[Provided passage]

MILWAUKEE –- Milwaukee Archbishop Jerome E. Listecki said the life and work of Project Rachel founder Vicki Thorn, who died unexpectedly April 20, stand “as a living testimony to an unwavering and unconditional defense of life at all stages, and to the mercy of God’s love.”
Thorn was 72. The Catholic Herald, Milwaukee’s archdiocesan newspaper, reported that she died of a massive heart attack. Funeral arrangements were pending.
As the founder of the post-abortion healing ministry Project Rachel, she single-handedly created a post-abortion healing ministry at a time when none existed. She maintained an office at the Milwaukee archdiocesan pastoral center for 37 years.
During that time, her ministry expanded across the U.S. and around the world. Now overseen by the U.S. Conference of Catholic Bishops, Project Rachel is a diocesan-based network of specially trained priest confessors, mental health professionals, spiritual directors and others who provide ongoing, one-on-one confidential post-abortion care.
In an April 20 statement, Listecki said he and the pastoral center staff offered “our deepest condolences” to Thorn’s husband of 50 years, William, and the couple’s six children.
William Thorn is associate professor emeritus of journalism and media studies/Institute for Catholic Media at Jesuit-run Marquette University’s Marquette University’s Diederich College of Communication.
“Our hearts are breaking as we mourn Vicki Thorn, founder of the post-abortion healing ministry Project Rachel, & recipient of the 2021 @NotreDame Evangelium Vitae Medal. May she rest in peace,” tweeted the de Nicola Center for Ethics and Culture at the University of Notre Dame.

[/Provided passage]
[Entries shown]

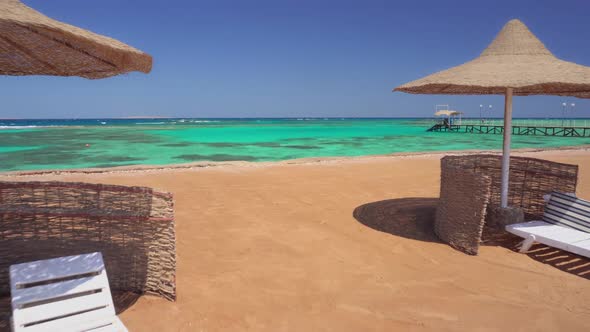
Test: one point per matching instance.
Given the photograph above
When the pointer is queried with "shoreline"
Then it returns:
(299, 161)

[/Entries shown]
[Entries shown]

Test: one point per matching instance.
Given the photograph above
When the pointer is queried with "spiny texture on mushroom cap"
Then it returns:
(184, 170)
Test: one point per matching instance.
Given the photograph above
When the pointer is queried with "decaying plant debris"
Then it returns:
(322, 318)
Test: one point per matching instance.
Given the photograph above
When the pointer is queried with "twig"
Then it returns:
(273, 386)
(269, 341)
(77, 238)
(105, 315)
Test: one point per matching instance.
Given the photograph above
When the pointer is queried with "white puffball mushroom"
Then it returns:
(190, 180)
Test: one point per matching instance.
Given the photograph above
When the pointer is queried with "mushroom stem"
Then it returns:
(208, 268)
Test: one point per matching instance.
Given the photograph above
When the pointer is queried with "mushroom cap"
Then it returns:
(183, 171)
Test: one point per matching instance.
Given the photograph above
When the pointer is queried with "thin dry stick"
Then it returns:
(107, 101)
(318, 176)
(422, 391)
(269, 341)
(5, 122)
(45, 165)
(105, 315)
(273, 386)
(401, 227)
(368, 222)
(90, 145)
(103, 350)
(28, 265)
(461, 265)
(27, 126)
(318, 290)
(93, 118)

[/Entries shown]

→ **Tasks and exercises**
1) In the article on Vicki Thorn, reproduce word for word the part that begins at the words "As the founder" and stops after "couple’s six children.".
2) Answer these questions using the article on Vicki Thorn:
(a) How old was Thorn when she died?
(b) For how many years did she keep an office at the Milwaukee archdiocesan pastoral center?
(c) What medal did she receive in 2021?
3) Continue the article on Vicki Thorn from where it stops.

→ **Answers by task**
1)
As the founder of the post-abortion healing ministry Project Rachel, she single-handedly created a post-abortion healing ministry at a time when none existed. She maintained an office at the Milwaukee archdiocesan pastoral center for 37 years.
During that time, her ministry expanded across the U.S. and around the world. Now overseen by the U.S. Conference of Catholic Bishops, Project Rachel is a diocesan-based network of specially trained priest confessors, mental health professionals, spiritual directors and others who provide ongoing, one-on-one confidential post-abortion care.
In an April 20 statement, Listecki said he and the pastoral center staff offered “our deepest condolences” to Thorn’s husband of 50 years, William, and the couple’s six children.

2)
(a) 72
(b) 37 years
(c) The Notre Dame Evangelium Vitae Medal

3)
Thorn, who also was executive director of the National Office of Post-Abortion Reconciliation and Healing, received the Evangelium Vitae Medal at a Mass and banquet in April 2021.
COVID-19 caused the presentation to be delayed a year; she was to receive the honor in April 2020, but in March of that year, the World Health Organization declared coronavirus a worldwide pandemic.
When he announced the honor for Thorn in October 2019, O. Carter Snead, the William P. and Hazel B. White director of the de Nicola Center for Ethics and Culture, said that she had dedicated her life “to caring for women and men who have been wounded by abortion.”
He called her work “a living witness to the unconditional love and mercy that lies at the heart of the culture of life.”
The annual honor is always announced on Respect Life Sunday, the first Sunday of October, and usually presented the following spring. The award consists of a specially commissioned medal and $10,000 prize.
Thorn, a certified trauma counselor and spiritual director, started Project Rachel in 1984 while working in the Respect Life Office of the Archdiocese of Milwaukee. The first training workshop for a small group of attendees was held Sept. 19, 1984.
She was the author of “Progetto Rachele, il volto della compassione” (“Project Rachel, The Face of Compassion”), published in 2009 by Libreria Editrice Vaticana. She wrote numerous article and spoke internationally about Project Rachel and the effects of the aftermath of abortion on women, men and family members and about the post-abortion healing process.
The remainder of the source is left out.